__Study text__
----------

John E. Sylvester, MD, a radiation oncologist with GenesisCare, reviews the importance of treating prostate cancer at the earliest stage possible.
According to estimates by the American Cancer Society, there will be 268,490 new cases of prostate cancer in 2022, along with 34,500 deaths due to prostate cancer.1 These are staggering numbers that show how common the disease is among American men.
While these numbers are concerning, there’s a silver lining: the 15-year relative survival rate is 95%.2 This is due in large part to an uptick in early detection and new treatment options.
How Does Early Detection Work?
Every year, patients who could be diagnosed with prostate cancer aren’t. The reason for this is that they don’t visit their doctor for an evaluation and to express any issues they’re having.
Since receiving FDA approval in 1994, a prostate-specific antigen (PSA) blood test has been the number one way to detect prostate cancer.3 When detected early, physicians and patients have more treatment options. Conversely, when screening numbers wane, such as witnessed during the COVID-19 pandemic, the number of patients diagnosed with high-risk or metastatic disease increases significantly.
Holding off on a PSA test and digital rectal exam can cause a much worse prognosis down the line when prostate cancer is eventually found. Typically, delay in testing and examination occurs because these potential patients aren’t experiencing symptoms such as urinary problems, obstruction, and/or bleeding. Even so, if they wait until symptoms present, the disease is likely to be much more advanced.
As a general rule of thumb, individuals should start with an annual PSA screening at the age of 50. But if there are risk factors, such as a family history or African American heritage, regular screenings should be performed by age 40 at the latest.
Genetic Testing as an Add-On to Regular Screenings
Genetic testing is often suggested for individuals with risk factors. If it’s found that a patient has a genetic mutation linked to prostate cancer, they can step up their approach to screening to improve the likelihood of catching any disease in its early stage. An example is starting regular screenings before the age of 40.

----------

__Records__
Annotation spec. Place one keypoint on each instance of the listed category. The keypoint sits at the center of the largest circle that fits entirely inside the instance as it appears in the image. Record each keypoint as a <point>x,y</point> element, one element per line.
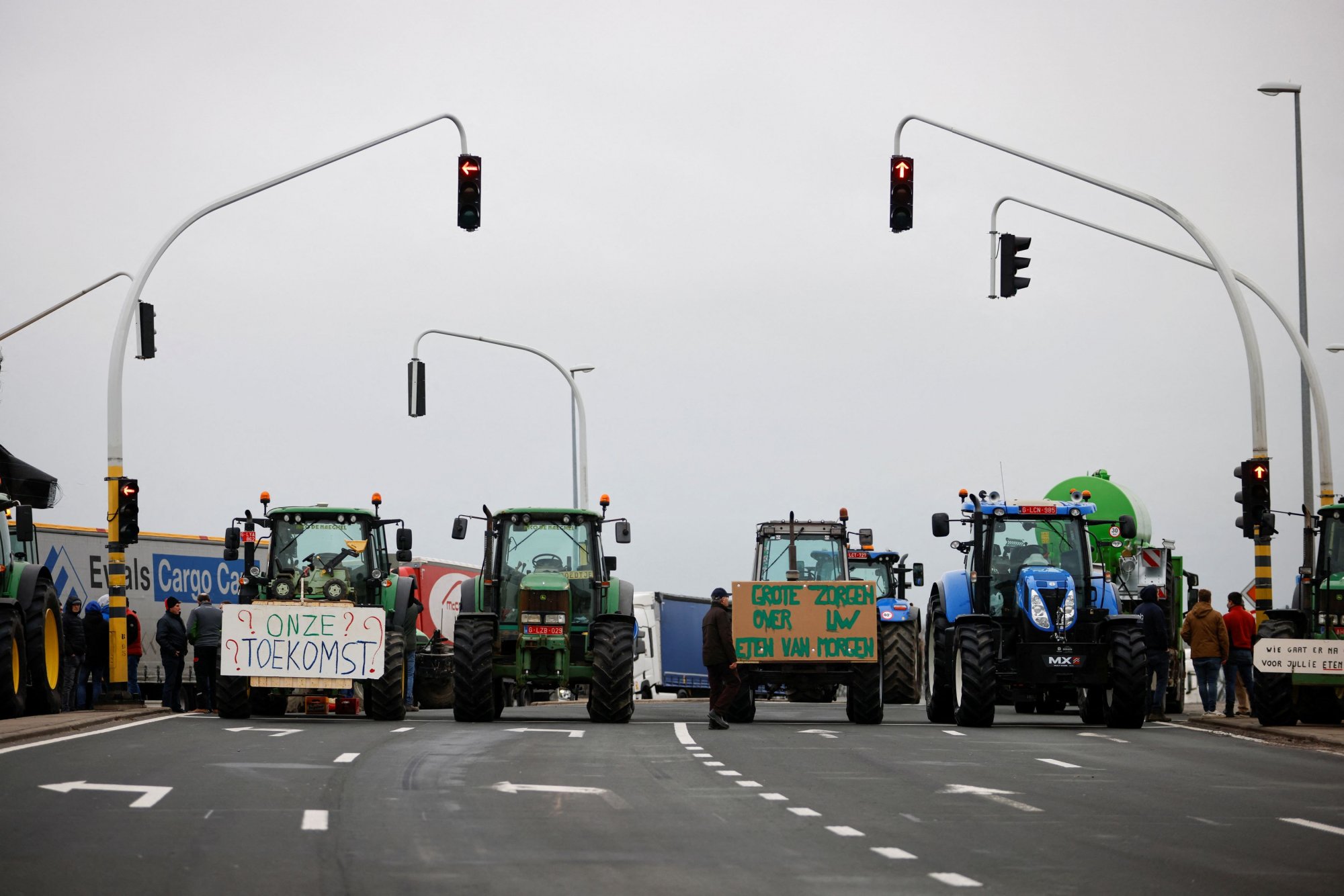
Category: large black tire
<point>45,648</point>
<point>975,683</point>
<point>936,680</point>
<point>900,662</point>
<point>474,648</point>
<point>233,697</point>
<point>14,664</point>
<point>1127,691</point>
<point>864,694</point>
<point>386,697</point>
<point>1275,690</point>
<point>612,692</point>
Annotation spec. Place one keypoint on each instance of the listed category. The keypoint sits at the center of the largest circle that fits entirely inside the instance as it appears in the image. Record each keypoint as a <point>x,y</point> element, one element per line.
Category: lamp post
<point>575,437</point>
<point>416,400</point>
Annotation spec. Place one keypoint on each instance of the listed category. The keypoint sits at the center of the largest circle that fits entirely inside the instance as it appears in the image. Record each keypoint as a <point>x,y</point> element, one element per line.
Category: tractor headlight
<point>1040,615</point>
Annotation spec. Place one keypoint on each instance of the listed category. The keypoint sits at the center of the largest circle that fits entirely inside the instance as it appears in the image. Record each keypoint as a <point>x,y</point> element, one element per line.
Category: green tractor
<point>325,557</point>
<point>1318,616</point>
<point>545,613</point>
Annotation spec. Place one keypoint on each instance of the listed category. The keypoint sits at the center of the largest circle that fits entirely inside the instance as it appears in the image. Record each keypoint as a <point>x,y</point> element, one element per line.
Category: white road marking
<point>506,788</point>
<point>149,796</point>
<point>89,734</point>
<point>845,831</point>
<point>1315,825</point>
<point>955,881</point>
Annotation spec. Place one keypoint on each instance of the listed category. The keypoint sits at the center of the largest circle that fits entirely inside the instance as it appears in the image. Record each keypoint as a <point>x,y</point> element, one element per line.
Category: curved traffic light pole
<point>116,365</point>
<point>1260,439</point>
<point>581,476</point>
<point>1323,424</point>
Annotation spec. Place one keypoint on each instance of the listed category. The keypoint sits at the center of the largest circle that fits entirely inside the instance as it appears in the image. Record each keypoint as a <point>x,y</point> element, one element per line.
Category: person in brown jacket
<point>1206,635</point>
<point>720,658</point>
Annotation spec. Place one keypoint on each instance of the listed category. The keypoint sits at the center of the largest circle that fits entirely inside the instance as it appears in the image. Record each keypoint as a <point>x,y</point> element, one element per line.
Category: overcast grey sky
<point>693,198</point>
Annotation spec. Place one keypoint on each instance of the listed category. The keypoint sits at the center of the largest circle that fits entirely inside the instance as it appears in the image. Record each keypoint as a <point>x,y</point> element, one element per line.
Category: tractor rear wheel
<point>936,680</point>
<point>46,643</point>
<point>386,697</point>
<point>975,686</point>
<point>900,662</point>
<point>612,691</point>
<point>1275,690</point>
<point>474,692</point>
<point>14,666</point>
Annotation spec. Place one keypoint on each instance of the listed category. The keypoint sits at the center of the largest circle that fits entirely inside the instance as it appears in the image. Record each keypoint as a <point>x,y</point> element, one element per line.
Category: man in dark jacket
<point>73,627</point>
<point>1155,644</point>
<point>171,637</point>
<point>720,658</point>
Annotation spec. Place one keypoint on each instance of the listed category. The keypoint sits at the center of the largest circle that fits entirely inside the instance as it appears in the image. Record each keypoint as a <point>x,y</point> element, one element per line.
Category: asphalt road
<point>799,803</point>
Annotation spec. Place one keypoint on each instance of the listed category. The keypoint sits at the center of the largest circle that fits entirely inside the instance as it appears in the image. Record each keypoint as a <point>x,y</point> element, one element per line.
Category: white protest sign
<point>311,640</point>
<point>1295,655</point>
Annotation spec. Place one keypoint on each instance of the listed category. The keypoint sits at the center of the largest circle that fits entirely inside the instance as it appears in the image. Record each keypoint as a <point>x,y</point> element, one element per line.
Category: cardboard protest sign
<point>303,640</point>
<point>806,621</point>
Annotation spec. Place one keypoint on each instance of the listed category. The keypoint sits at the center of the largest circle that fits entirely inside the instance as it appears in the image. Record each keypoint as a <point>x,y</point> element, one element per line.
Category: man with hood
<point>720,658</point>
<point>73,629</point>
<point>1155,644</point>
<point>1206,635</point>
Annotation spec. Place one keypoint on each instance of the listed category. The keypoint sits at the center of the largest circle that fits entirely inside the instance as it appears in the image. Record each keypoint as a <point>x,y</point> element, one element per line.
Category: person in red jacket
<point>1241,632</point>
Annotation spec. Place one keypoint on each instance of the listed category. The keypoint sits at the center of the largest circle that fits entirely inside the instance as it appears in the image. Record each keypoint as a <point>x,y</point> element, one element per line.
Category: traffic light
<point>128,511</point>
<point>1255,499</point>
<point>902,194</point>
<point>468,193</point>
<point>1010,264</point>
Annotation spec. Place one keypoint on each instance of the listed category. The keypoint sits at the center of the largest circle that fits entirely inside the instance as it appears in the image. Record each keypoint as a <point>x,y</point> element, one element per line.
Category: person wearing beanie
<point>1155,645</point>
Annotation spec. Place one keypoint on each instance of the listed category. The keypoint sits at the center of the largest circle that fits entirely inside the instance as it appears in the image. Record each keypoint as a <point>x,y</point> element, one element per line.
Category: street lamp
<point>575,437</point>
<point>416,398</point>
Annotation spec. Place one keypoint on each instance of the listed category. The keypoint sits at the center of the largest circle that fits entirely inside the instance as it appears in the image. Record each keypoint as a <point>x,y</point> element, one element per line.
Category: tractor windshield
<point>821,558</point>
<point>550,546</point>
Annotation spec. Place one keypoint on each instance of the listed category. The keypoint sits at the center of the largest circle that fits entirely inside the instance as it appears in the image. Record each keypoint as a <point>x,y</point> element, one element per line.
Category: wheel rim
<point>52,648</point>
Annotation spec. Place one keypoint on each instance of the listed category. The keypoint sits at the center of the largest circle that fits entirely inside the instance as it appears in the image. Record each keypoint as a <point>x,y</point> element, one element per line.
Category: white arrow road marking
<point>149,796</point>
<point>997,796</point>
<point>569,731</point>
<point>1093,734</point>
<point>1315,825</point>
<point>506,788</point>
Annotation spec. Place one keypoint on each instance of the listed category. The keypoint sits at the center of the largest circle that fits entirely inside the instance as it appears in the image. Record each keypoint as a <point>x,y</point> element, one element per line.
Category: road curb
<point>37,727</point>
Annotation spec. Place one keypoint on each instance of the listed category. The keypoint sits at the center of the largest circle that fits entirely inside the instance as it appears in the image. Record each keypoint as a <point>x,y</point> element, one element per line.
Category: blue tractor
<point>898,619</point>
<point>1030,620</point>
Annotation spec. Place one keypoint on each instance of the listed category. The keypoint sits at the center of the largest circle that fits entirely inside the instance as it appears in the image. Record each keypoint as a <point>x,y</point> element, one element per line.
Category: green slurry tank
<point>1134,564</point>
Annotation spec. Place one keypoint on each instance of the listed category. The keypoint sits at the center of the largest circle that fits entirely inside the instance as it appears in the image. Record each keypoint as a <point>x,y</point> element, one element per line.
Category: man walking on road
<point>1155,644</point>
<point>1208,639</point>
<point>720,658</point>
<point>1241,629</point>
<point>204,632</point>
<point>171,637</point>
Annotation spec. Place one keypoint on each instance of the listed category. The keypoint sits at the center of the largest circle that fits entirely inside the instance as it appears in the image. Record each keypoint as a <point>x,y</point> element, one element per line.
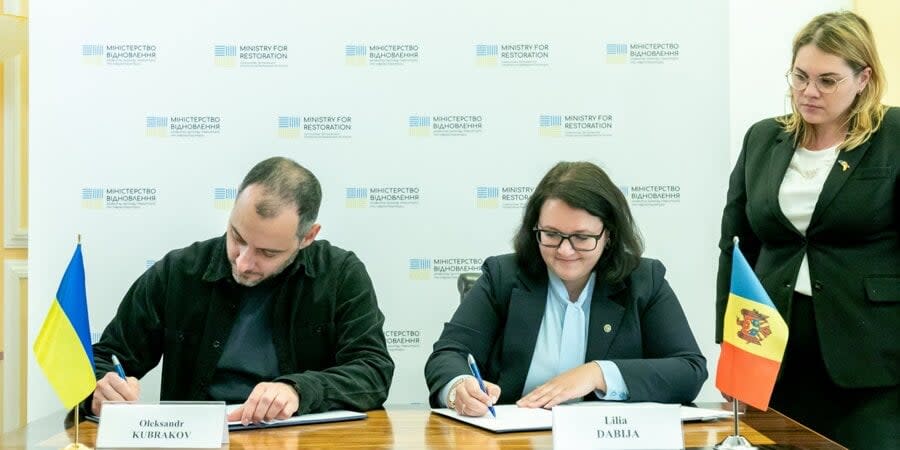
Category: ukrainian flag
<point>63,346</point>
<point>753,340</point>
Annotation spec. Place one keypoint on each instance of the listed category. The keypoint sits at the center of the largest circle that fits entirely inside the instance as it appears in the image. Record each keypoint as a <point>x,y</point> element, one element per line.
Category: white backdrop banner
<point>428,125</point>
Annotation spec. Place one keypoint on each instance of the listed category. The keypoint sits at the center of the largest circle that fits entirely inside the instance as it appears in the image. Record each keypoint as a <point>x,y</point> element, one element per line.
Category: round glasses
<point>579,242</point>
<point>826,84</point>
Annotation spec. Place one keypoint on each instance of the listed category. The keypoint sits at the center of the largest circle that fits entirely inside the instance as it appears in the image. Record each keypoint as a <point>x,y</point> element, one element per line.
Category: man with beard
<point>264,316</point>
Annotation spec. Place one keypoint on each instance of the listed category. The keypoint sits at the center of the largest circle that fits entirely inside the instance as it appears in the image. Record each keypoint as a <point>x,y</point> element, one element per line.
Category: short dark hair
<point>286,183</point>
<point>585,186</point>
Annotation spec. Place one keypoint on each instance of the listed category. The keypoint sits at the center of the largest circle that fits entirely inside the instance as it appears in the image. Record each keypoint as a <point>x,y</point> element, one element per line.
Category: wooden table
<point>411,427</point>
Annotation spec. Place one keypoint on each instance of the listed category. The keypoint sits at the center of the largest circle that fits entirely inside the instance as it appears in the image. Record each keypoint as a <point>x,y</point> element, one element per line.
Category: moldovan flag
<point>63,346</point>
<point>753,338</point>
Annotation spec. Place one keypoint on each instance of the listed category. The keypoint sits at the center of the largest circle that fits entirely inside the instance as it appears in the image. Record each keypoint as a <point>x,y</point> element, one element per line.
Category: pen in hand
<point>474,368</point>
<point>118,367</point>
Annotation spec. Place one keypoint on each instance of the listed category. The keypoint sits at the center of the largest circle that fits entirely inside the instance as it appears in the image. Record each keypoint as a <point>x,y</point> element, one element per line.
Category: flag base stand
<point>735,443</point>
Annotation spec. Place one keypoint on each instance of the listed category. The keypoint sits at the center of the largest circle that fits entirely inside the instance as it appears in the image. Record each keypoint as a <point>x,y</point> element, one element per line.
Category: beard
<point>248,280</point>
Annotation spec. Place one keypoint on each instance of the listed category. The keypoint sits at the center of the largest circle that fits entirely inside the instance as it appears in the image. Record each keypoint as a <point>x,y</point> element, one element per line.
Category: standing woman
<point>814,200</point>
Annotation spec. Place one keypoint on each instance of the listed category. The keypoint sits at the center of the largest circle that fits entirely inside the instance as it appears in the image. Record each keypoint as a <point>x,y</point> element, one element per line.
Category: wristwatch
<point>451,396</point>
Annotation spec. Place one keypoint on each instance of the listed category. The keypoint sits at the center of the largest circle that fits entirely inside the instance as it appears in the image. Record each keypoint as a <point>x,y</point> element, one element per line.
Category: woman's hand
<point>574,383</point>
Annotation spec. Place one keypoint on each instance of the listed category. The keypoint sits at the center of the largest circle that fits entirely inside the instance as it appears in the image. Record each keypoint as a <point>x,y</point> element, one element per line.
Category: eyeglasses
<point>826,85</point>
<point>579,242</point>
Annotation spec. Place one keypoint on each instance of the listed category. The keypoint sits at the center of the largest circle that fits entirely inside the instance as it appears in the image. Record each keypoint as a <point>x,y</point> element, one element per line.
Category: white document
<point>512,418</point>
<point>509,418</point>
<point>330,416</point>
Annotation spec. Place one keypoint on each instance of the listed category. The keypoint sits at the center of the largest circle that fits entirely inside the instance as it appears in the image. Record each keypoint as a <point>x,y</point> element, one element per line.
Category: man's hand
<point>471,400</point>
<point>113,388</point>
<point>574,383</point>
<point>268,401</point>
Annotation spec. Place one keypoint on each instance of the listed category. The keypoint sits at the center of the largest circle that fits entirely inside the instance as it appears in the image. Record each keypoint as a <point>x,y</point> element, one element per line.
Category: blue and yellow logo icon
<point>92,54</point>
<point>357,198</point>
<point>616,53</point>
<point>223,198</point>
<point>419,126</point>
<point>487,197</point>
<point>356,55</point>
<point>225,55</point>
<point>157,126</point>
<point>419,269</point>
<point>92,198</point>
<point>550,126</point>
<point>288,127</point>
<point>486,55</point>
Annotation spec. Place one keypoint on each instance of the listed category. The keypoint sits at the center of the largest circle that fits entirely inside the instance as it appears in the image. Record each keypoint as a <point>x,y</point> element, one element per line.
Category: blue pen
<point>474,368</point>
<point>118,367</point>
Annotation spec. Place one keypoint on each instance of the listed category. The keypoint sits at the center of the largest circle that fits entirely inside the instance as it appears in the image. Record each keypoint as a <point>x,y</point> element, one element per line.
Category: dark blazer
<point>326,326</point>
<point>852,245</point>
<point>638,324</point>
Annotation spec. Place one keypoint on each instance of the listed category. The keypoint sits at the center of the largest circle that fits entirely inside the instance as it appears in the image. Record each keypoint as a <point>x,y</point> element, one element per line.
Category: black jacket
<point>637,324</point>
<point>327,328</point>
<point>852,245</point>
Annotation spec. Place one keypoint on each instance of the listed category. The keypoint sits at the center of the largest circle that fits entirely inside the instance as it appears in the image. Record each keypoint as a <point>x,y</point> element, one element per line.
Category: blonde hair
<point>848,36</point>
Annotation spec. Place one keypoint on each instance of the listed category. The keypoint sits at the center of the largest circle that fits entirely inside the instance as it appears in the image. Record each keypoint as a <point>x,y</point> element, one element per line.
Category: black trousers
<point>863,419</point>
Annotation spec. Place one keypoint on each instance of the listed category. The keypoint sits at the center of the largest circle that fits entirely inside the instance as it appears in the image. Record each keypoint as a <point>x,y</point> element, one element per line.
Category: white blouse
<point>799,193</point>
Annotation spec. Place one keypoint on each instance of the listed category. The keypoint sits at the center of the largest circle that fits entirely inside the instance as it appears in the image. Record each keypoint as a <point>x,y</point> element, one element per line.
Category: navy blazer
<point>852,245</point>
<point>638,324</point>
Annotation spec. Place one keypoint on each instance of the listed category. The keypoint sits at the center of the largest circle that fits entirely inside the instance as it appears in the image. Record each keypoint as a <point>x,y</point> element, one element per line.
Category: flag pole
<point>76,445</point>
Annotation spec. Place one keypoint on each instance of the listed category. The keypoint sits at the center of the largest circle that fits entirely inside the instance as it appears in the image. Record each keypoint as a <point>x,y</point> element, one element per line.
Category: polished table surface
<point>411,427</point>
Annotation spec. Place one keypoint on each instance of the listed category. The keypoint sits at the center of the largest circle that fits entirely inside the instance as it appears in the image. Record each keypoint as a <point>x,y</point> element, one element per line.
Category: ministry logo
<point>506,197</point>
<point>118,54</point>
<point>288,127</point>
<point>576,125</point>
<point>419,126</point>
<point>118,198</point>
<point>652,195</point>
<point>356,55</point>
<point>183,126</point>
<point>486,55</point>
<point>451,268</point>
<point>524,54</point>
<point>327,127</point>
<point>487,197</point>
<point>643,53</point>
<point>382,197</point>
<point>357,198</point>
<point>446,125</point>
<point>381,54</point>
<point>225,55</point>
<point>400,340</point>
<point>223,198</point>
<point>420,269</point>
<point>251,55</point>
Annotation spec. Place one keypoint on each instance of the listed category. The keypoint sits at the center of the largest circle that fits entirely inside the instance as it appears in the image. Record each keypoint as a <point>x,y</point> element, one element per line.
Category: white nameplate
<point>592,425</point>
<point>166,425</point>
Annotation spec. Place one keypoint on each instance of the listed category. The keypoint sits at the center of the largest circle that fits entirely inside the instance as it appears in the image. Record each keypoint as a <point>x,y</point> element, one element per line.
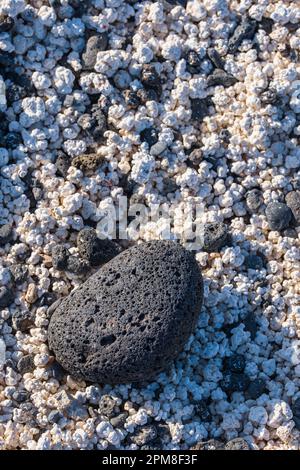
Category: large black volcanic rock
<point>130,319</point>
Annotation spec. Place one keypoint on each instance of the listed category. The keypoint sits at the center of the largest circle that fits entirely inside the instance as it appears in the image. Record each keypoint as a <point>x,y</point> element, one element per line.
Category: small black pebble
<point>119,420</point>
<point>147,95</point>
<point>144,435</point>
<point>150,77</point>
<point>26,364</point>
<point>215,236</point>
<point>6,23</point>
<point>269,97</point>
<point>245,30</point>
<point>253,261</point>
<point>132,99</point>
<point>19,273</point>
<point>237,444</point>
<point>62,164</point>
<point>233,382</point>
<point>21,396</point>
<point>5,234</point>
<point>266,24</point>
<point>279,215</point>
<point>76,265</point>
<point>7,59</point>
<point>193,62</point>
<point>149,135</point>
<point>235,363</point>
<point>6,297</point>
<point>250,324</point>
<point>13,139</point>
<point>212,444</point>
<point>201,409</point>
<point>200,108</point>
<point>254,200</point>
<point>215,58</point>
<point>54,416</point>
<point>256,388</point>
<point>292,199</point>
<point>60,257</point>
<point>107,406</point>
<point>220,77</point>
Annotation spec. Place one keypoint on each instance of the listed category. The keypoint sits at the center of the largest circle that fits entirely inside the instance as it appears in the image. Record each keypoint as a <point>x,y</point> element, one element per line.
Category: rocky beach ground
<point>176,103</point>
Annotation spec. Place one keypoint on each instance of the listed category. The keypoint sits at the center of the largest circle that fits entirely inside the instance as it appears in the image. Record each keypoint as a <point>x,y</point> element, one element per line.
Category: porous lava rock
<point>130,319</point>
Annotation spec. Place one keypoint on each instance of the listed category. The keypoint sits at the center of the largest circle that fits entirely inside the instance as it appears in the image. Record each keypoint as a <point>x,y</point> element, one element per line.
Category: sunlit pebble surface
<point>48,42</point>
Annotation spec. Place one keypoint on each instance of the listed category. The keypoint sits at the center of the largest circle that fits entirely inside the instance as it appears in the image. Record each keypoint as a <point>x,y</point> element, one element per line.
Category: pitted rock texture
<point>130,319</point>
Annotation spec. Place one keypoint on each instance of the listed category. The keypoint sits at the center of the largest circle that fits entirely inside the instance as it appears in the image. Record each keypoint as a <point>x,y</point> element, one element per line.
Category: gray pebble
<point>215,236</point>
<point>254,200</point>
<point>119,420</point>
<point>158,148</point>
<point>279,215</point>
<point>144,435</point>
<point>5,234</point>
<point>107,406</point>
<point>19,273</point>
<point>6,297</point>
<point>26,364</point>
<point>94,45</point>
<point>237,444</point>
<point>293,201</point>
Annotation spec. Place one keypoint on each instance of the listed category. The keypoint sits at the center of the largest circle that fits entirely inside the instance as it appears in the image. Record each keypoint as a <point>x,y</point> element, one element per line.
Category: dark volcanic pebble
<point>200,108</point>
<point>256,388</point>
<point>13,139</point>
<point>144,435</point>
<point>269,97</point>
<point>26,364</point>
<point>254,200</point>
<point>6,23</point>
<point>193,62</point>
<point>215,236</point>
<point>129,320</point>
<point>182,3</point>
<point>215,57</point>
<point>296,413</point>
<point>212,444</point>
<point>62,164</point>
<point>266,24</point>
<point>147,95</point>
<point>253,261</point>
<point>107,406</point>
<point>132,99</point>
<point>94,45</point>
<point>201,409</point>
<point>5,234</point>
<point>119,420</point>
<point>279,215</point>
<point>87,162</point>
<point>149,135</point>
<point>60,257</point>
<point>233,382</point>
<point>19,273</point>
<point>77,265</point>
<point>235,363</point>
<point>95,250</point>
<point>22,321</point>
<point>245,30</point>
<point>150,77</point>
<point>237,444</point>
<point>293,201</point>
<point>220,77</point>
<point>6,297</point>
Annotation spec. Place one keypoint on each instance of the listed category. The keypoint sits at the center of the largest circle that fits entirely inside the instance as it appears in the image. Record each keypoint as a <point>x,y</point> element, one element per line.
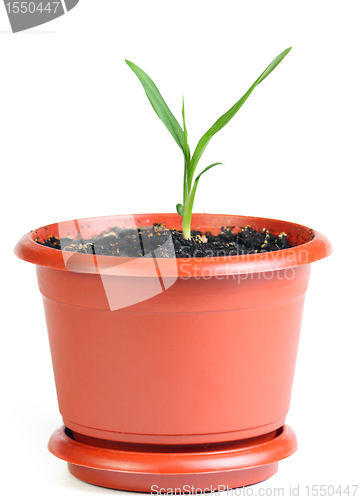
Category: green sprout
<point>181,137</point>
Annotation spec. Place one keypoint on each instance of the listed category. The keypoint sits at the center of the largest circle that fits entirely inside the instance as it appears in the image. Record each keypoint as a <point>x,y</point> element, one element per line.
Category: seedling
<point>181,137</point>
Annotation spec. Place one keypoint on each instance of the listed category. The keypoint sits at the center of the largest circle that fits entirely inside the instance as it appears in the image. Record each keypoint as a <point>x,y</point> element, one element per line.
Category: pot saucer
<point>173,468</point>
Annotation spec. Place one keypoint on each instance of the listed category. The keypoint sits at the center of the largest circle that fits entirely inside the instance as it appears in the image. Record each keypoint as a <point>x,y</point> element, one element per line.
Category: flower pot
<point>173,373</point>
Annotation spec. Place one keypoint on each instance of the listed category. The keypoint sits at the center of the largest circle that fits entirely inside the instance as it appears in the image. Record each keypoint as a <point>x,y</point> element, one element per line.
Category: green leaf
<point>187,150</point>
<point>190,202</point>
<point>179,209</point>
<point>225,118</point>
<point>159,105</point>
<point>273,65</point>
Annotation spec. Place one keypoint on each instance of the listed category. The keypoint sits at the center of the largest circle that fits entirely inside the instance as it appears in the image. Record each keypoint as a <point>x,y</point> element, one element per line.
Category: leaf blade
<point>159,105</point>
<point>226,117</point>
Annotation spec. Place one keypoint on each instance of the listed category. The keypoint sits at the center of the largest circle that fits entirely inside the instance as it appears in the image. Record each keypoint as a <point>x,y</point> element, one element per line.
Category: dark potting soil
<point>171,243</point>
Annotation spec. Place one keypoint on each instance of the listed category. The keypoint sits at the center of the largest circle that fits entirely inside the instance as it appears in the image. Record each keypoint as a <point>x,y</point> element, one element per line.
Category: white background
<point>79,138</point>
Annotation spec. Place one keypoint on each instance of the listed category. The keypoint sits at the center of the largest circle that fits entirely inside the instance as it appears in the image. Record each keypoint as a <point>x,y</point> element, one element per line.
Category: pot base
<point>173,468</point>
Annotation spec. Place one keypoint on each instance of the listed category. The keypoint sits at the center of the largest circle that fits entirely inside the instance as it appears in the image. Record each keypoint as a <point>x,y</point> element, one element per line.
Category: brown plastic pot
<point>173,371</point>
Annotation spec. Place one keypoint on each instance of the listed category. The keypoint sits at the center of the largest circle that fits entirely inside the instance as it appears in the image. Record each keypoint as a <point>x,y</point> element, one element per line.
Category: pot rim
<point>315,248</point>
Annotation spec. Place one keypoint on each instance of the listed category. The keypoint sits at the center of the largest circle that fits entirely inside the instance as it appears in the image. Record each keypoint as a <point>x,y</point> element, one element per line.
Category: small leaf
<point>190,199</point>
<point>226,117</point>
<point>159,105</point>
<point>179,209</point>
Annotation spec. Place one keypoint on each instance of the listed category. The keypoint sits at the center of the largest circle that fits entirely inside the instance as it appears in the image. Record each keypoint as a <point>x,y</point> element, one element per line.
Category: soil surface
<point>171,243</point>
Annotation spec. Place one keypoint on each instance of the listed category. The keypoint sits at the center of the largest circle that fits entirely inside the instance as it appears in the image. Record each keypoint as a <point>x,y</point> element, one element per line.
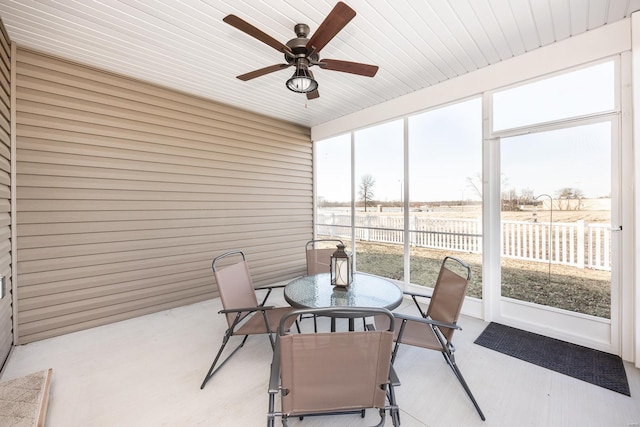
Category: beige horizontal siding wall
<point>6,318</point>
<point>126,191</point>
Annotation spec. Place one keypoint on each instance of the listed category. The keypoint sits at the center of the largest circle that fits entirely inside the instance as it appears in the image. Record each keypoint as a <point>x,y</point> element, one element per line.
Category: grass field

----------

__Directions__
**1)** According to the prostate cancer text, in what year did the PSA blood test receive FDA approval?
**2)** Update the prostate cancer text by giving everything from "How Does Early" down to "disease increases significantly." again, with "FDA" replaced by "Food and Drug Administration".
**3)** Write what comes next in the prostate cancer text, picking up after its last sentence.

__Exercise responses__
**1)** 1994

**2)**
How Does Early Detection Work?
Every year, patients who could be diagnosed with prostate cancer aren’t. The reason for this is that they don’t visit their doctor for an evaluation and to express any issues they’re having.
Since receiving Food and Drug Administration approval in 1994, a prostate-specific antigen (PSA) blood test has been the number one way to detect prostate cancer.3 When detected early, physicians and patients have more treatment options. Conversely, when screening numbers wane, such as witnessed during the COVID-19 pandemic, the number of patients diagnosed with high-risk or metastatic disease increases significantly.

**3)**
Men with metastatic prostate cancer should also consider the benefits of genetic screening. Inherited genetic mutations can be present in men with metastatic disease, and this knowledge will impact the type of treatment the patient receives.
The Importance of a Second Opinion
A prostate cancer diagnosis can be extremely distressing for patients. With so many questions and concerns, one of the biggest challenges they face is information overload. Their friends and family will tell the patient what type of treatment to receive, even though they’re unfamiliar with the specifics of the disease and symptoms. Additionally, they will see advertisements online and locally that can be misleading.
In most cases, prostate cancer is diagnosed by a urologist. While a diagnosis allows the patient to immediately proceed with treatment, it’s common for patients to get ahead of themselves.
For a newly diagnosed patient, a second opinion is a must. The urologist may suggest that the prostate be removed as soon as possible, but that’s not always the best approach. Seeking an opinion from a radiation oncologist who specializes in prostate cancer is important.
The problem is that many patients listen explicitly to the doctor that makes their initial diagnosis. In many cases, surgery is offered as the first option and because of the patient-physician relationship and trust, the patient obliges. Down the road, the patient is likely to experience the adverse events of a surgical procedure. Furthermore, patients end up needing radiation to address any cells that were left behind.
Surgery Isn’t Always the First or Only Option
A prostate cancer diagnosis is serious, but patients shouldn’t be scared into making a rushed decision. Ideally, a radiation oncologist will be having conversations and scheduling tests first. For example, genetic testing on the biopsy specimen will help the medical team determine how aggressive the disease is and determine an even better treatment program. This is in contrast to the more widely employed process of simply viewing the specimen under a microscope, which frequently results in a judgment call by just the one physician.
This should be done before opting for surgery. Once the prostate is removed, treatment options become more limited. The latest research shows radiation typically works as well as surgery, as a randomized trial focused on early-stage disease concluded that radiotherapy is roughly equal to surgery in effectiveness.4
Thus, external beam radiation can be effective on its own. In addition,a retrospective study concluded that combining radiotherapy with brachytherapy provides a better chance of preventing local cancer from metastasizing.5
The Future is Now
The most exciting advancement happening right now with the treatment of prostate cancer is individualized therapy. As previously noted, genetic testing is at the forefront of this process.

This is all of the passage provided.